## Extrait fourni:
######

Paul de Leusse : « Savoir ce que l’on veut faire et ne pas faire »

Depuis septembre 2022, Paul de Leusse dirige Sienna Investment Managers. Une nouvelle corde à son arc dans l’univers des services financiers où il évolue depuis près de 30 ans. Ce nouveau virage, loin d’être une rupture, s’avère un retour à une organisation proche de celle vécue pendant ses expériences de conseil.

Baptiste Julien Blandet
07 Mar. 2024 à 05:00
Paul de Leusse : « Savoir ce que l’on veut faire et ne pas faire »
Paul de Leusse (D.R.)

En juillet 2021, nous avions quitté Paul de Leusse, DG d'Orange Bank et DGA d’Orange. Aujourd’hui, nous le retrouvons CEO de Sienna Investment Managers. « C’est probablement un héritage du conseil : j’aime bien multiplier les expériences, concède celui-ci. J’ai travaillé dans la banque d’affaires pendant 5 ans chez Crédit Agricole Corporate Investment Bank, dans la gestion de fortune pendant 3 ans chez Indosuez, dans la banque de détail digitale pendant un peu plus de 4 ans chez Orange Bank… J’avais l’envie d’autre chose. Je me suis dit : je n’ai pas encore exercé dans la gestion d’actifs.» Cette nouvelle fonction s’apparente donc comme une expérience de plus dans les services financiers, et non pas un arrêt.

######

## Section des données:

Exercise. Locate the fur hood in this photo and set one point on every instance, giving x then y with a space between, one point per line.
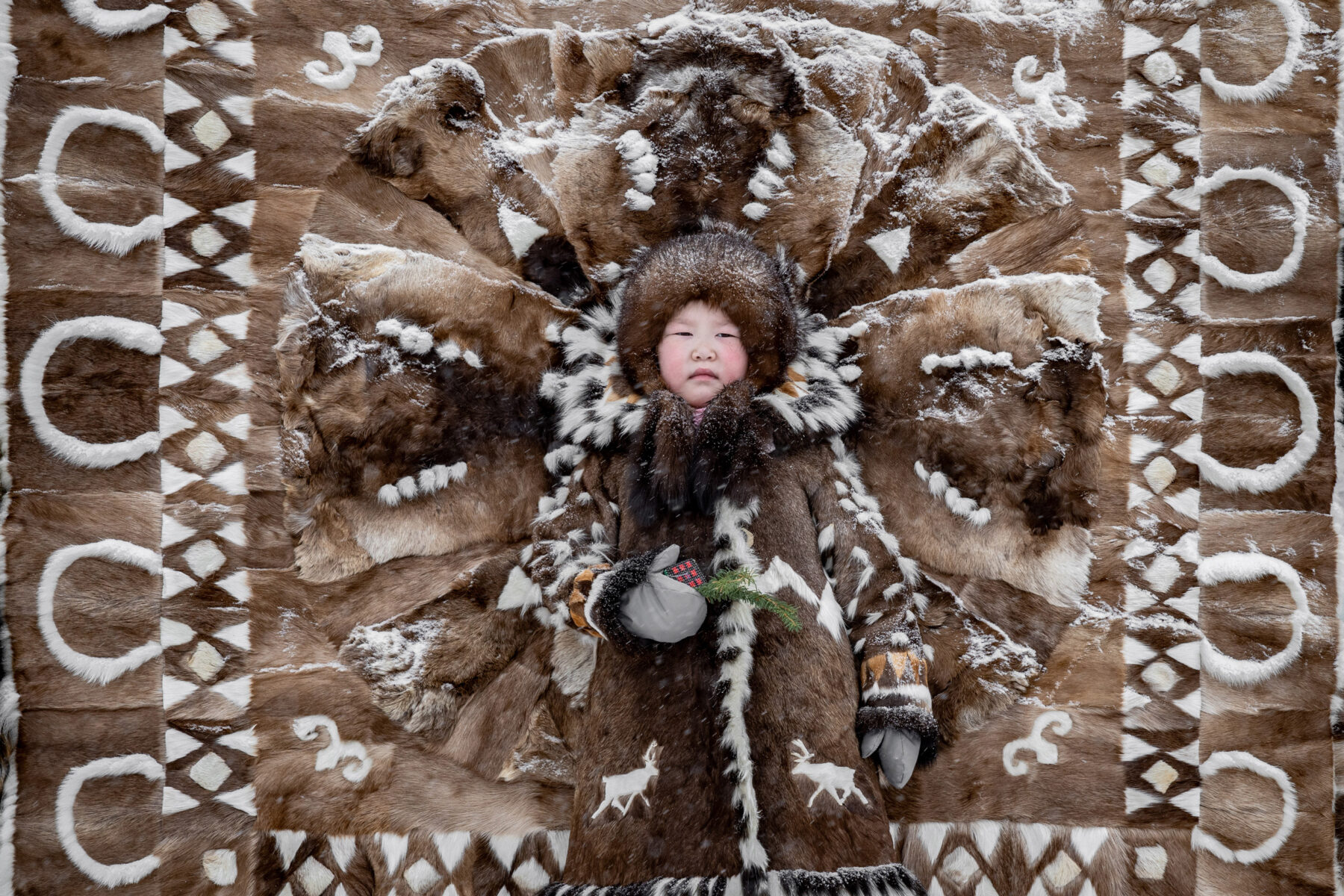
612 398
600 408
719 267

######

## Tâche à réaliser:
Extrayez mot pour mot le passage de l'article sur Paul de Leusse qui s'ouvre sur les mots contenant « Depuis septembre 2022, Paul » et se termine par « de Leusse (D.R.) ». Ces données n'entrent pas en jeu ici.

## Exercice terminé:
Depuis septembre 2022, Paul de Leusse dirige Sienna Investment Managers. Une nouvelle corde à son arc dans l’univers des services financiers où il évolue depuis près de 30 ans. Ce nouveau virage, loin d’être une rupture, s’avère un retour à une organisation proche de celle vécue pendant ses expériences de conseil.

Baptiste Julien Blandet
07 Mar. 2024 à 05:00
Paul de Leusse : « Savoir ce que l’on veut faire et ne pas faire »
Paul de Leusse (D.R.)